To be done -
From the material below, extract every line that contains the word "mushroom" and copy each one unchanged.

***** Data supplied *****

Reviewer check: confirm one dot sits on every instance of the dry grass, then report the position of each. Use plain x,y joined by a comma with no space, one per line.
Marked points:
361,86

*****
***** Data supplied *****

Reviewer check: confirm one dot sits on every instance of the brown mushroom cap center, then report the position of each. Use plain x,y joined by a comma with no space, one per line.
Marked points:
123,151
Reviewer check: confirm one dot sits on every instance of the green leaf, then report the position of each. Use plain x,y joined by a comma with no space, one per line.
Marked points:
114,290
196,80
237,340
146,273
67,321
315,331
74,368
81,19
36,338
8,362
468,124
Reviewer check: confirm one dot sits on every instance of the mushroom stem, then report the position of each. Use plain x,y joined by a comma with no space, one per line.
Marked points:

*****

Full solution -
Reviewer check: confirm one dot sits on every instance of the brown mushroom cap center, then report the position of each. Use plain x,y joined by a comma with no space, one per line.
Reviewer check: confirm one dot sits on every instance of the mushroom stem, then report the position of each. Use plain x,y joined by a comma with no space, one per line.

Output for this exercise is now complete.